GIVEN TEXT:
--

Then, in the mid Nineties, the Custom Shop stumbled upon an idea that would change the face of the guitar market and guitar-buying culture. It had become clear that many players were attracted by the patina and vibe of vintage guitars, but it was equally obvious that many of them didn’t like the cost or uncertainty of purchasing an older instrument. In response, the Custom Shop introduced a line of pre-distressed Relic guitars—brand-new and reliable instruments that had a worn-in look and feel.

Initially, the Relic treatment was performed off premises by an outside vendor, but the accuracy of the colors and verisimilitude of the aging were not up to snuff. Sales were disappointing. “Then we brought it in-house, and it went into hyperdrive,” Eldred says. Today, heavily reliqued guitars are by far the Custom Shop’s most popular offering. “People sometimes ask me why we make so many relics,” Eldred says, “and I tell them, ‘Well, that’s what people order.’ And we are a made-to-order shop. People want a beat-up Strat because it’s just got a certain romantic image.”

--

ENTRIES:

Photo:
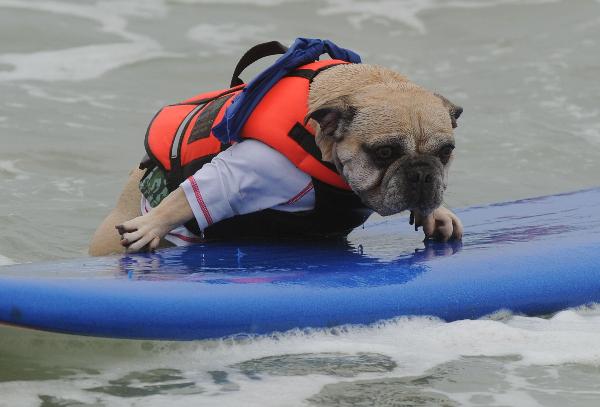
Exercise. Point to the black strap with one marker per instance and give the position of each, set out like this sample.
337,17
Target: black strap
306,140
204,123
310,74
254,54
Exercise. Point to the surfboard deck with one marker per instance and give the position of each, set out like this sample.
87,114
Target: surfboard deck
534,257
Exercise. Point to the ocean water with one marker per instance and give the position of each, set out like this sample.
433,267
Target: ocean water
79,81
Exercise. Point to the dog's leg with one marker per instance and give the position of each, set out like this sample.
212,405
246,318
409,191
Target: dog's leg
106,238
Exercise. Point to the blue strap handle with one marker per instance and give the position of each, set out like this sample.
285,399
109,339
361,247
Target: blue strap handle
302,51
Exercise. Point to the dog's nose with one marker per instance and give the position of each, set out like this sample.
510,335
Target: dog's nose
420,176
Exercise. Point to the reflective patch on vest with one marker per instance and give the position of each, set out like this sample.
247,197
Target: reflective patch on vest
206,118
154,186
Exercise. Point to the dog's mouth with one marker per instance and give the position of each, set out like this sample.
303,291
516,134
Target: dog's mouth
416,184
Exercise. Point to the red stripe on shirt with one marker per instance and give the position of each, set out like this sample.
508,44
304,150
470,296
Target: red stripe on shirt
203,206
300,194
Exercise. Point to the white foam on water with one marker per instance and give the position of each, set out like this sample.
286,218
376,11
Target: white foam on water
70,97
5,261
261,3
9,169
227,38
84,62
404,11
415,344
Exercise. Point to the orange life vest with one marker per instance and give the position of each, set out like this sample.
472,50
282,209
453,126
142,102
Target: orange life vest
180,138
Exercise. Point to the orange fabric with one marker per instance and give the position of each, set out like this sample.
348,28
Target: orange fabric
282,107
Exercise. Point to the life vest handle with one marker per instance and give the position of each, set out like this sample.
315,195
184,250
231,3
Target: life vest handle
254,54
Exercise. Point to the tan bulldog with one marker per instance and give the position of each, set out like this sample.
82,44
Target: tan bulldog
391,140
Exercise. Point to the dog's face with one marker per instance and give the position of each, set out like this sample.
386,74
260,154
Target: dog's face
392,141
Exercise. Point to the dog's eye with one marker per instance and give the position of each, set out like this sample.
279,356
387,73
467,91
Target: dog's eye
384,153
445,153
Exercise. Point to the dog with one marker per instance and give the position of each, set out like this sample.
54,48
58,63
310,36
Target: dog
391,140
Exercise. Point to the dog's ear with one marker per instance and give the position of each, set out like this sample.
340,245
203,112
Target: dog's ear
333,119
454,110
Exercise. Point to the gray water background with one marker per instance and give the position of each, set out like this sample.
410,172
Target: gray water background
79,81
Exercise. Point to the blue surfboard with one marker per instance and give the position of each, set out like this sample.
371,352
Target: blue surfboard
534,257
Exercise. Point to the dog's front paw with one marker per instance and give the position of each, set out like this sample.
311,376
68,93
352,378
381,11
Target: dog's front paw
442,224
141,233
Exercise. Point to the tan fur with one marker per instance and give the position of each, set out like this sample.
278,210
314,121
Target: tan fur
386,107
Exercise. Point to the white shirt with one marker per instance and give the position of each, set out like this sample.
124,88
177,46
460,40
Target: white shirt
247,177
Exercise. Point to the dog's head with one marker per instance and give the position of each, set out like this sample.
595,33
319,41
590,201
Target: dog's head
391,139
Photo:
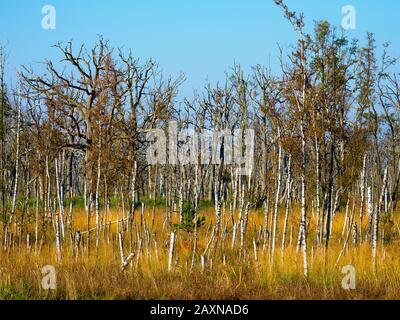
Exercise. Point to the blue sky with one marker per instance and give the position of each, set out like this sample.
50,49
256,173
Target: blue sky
201,38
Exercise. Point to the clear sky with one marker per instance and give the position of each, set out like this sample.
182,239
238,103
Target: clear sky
201,38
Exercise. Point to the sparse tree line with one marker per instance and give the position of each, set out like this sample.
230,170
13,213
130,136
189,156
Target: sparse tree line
326,139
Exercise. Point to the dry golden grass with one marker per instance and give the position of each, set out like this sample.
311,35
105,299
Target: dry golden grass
98,276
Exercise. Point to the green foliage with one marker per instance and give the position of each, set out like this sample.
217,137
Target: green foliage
188,216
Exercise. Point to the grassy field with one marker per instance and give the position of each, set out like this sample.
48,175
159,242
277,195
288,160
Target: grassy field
229,272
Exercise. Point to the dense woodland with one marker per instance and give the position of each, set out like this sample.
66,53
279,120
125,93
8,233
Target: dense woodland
326,129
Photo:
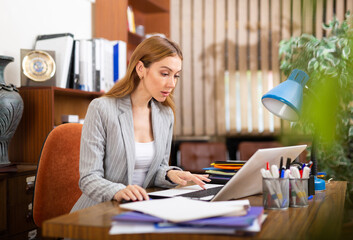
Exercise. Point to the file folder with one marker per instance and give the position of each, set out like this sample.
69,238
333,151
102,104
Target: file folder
62,44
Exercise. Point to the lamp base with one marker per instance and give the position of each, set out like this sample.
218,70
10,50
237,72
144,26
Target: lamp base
319,184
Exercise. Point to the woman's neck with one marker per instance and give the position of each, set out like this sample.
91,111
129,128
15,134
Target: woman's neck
140,99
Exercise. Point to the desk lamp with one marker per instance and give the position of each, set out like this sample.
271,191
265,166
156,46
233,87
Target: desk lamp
285,101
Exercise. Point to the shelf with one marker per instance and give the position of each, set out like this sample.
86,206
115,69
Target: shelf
150,6
134,39
43,107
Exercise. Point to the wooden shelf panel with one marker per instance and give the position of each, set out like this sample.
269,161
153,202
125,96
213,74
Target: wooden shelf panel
43,107
150,6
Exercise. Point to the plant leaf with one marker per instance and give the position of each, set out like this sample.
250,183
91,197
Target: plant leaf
345,52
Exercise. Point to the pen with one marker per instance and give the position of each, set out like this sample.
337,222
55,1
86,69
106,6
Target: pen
281,164
277,187
306,172
288,163
267,174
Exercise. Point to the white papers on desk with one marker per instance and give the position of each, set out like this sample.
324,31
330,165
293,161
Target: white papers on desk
180,209
135,228
182,190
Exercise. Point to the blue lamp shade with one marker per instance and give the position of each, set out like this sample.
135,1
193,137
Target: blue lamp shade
285,100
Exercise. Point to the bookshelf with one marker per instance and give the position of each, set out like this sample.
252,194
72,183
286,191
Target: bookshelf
110,20
43,107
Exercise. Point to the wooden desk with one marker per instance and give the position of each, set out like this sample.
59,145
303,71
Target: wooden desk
322,219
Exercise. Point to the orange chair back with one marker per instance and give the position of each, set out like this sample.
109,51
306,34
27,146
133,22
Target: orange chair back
194,156
56,185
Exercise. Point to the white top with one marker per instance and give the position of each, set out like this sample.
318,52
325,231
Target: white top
144,153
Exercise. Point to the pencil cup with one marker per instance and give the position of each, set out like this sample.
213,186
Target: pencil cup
275,193
299,192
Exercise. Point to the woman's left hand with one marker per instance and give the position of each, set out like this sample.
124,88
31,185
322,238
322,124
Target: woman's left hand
182,177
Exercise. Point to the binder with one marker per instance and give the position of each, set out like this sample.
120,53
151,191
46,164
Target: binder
86,65
119,51
62,44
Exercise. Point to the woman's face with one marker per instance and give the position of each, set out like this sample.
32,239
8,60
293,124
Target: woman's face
160,78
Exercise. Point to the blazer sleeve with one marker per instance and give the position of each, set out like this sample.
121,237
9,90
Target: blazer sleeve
92,150
160,179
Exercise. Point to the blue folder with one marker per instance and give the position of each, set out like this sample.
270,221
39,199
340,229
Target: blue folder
233,222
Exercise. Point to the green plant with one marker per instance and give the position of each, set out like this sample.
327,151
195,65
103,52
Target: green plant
328,106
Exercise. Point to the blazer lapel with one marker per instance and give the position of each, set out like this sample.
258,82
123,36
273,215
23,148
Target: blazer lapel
159,134
127,129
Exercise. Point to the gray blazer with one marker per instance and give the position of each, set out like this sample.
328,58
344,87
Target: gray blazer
107,153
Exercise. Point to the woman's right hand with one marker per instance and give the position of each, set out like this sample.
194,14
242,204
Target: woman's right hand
131,193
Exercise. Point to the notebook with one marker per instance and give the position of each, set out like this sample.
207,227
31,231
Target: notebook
246,182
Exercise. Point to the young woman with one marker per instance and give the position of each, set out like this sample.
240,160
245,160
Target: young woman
127,133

--

TO DO:
a – From the Relic guitar text, list the aspects of vintage guitars that attracted players and those that put them off.
b – Answer these questions from the Relic guitar text:
(i) When did the Custom Shop come upon the Relic idea?
(ii) Who first performed the Relic treatment?
(iii) What is by far the Custom Shop's most popular offering today?
c – Repeat the Relic guitar text word for word from "Then, in the" to "look and feel.".

ANSWERS GIVEN:
a –
Attracted players:
- patina
- vibe

Put players off:
- cost
- uncertainty of purchasing an older instrument

b –
(i) In the mid Nineties.
(ii) An outside vendor, off premises.
(iii) Heavily reliqued guitars.

c –
Then, in the mid Nineties, the Custom Shop stumbled upon an idea that would change the face of the guitar market and guitar-buying culture. It had become clear that many players were attracted by the patina and vibe of vintage guitars, but it was equally obvious that many of them didn’t like the cost or uncertainty of purchasing an older instrument. In response, the Custom Shop introduced a line of pre-distressed Relic guitars—brand-new and reliable instruments that had a worn-in look and feel.